-------- Exercise inputs

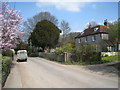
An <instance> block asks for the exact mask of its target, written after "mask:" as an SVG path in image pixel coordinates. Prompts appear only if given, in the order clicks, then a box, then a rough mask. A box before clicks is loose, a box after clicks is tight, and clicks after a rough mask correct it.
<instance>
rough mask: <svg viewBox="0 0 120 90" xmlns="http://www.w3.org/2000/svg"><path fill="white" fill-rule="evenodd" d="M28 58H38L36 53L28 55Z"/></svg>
mask: <svg viewBox="0 0 120 90" xmlns="http://www.w3.org/2000/svg"><path fill="white" fill-rule="evenodd" d="M28 56H29V57H38V54H36V53H30V54H29V55H28Z"/></svg>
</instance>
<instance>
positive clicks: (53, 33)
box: [29, 20, 60, 50]
mask: <svg viewBox="0 0 120 90" xmlns="http://www.w3.org/2000/svg"><path fill="white" fill-rule="evenodd" d="M59 34H60V30H59V29H58V27H57V26H56V25H54V24H53V23H52V22H50V21H47V20H42V21H40V22H38V23H37V24H36V27H35V29H34V30H33V32H32V33H31V36H30V37H29V43H30V42H31V43H32V45H33V46H36V47H41V48H42V49H43V50H44V49H45V48H54V47H55V45H57V43H58V39H59Z"/></svg>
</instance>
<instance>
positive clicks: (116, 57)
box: [102, 55, 120, 62]
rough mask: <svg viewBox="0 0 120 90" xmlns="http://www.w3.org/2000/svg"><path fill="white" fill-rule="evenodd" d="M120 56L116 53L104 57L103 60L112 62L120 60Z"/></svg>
mask: <svg viewBox="0 0 120 90" xmlns="http://www.w3.org/2000/svg"><path fill="white" fill-rule="evenodd" d="M119 58H120V56H119V55H115V56H105V57H102V60H103V61H106V62H111V61H118V60H119Z"/></svg>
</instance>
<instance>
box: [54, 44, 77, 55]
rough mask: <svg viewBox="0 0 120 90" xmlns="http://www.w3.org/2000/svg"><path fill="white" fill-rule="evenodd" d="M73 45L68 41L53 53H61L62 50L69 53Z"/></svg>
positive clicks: (74, 45)
mask: <svg viewBox="0 0 120 90" xmlns="http://www.w3.org/2000/svg"><path fill="white" fill-rule="evenodd" d="M74 47H75V45H74V44H71V43H68V44H66V45H64V46H63V47H59V48H57V49H56V51H55V53H56V54H62V53H64V52H68V53H71V52H73V49H74Z"/></svg>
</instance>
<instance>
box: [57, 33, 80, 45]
mask: <svg viewBox="0 0 120 90" xmlns="http://www.w3.org/2000/svg"><path fill="white" fill-rule="evenodd" d="M77 35H79V32H70V33H68V34H67V35H66V37H65V38H64V39H63V35H61V36H60V38H59V43H58V46H61V47H62V46H64V45H66V44H68V43H71V44H74V43H75V37H76V36H77Z"/></svg>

----------------

_Exercise description_. Restate each entry exactly, omitting pictures.

_Written response_.
An <instance> block asks for the exact mask of its target, written after "mask:" as an SVG path in image pixel coordinates. Prompts appear only if given, in the order clicks, then a box, then a rough mask. A box before clicks is loose, a box after clicks is tight, and clicks after a rough mask correct it.
<instance>
rough mask: <svg viewBox="0 0 120 90" xmlns="http://www.w3.org/2000/svg"><path fill="white" fill-rule="evenodd" d="M28 58H38L36 53L28 55Z"/></svg>
mask: <svg viewBox="0 0 120 90" xmlns="http://www.w3.org/2000/svg"><path fill="white" fill-rule="evenodd" d="M28 56H29V57H38V54H36V53H30V54H29V55H28Z"/></svg>
</instance>
<instance>
positive clicks: (53, 33)
box: [29, 20, 60, 50]
mask: <svg viewBox="0 0 120 90" xmlns="http://www.w3.org/2000/svg"><path fill="white" fill-rule="evenodd" d="M59 34H60V30H59V29H58V27H57V26H56V25H54V24H53V23H52V22H50V21H47V20H42V21H40V22H38V23H37V24H36V27H35V29H34V30H33V32H32V33H31V36H30V37H29V43H30V42H31V43H32V45H33V46H36V47H41V48H42V49H43V50H44V49H45V48H54V47H55V45H57V43H58V39H59Z"/></svg>
</instance>
<instance>
positive clicks: (116, 57)
box: [102, 55, 120, 62]
rough mask: <svg viewBox="0 0 120 90" xmlns="http://www.w3.org/2000/svg"><path fill="white" fill-rule="evenodd" d="M120 56L116 53L104 57L103 60L112 62L120 60Z"/></svg>
mask: <svg viewBox="0 0 120 90" xmlns="http://www.w3.org/2000/svg"><path fill="white" fill-rule="evenodd" d="M119 58H120V56H119V55H115V56H105V57H102V60H103V61H106V62H111V61H118V60H119Z"/></svg>
</instance>
<instance>
box: [54, 44, 77, 55]
rough mask: <svg viewBox="0 0 120 90" xmlns="http://www.w3.org/2000/svg"><path fill="white" fill-rule="evenodd" d="M73 45L68 41L53 53H61L62 50L69 53Z"/></svg>
positive clicks: (74, 45)
mask: <svg viewBox="0 0 120 90" xmlns="http://www.w3.org/2000/svg"><path fill="white" fill-rule="evenodd" d="M74 47H75V45H74V44H71V43H68V44H66V45H64V46H63V47H59V48H57V49H56V51H55V53H56V54H62V53H64V52H68V53H71V52H73V49H74Z"/></svg>
</instance>
<instance>
box: [57, 33, 80, 45]
mask: <svg viewBox="0 0 120 90" xmlns="http://www.w3.org/2000/svg"><path fill="white" fill-rule="evenodd" d="M77 35H79V32H70V33H68V34H67V35H66V37H65V38H64V39H63V35H61V36H60V38H59V43H58V46H61V47H62V46H64V45H66V44H68V43H71V44H74V43H75V37H76V36H77Z"/></svg>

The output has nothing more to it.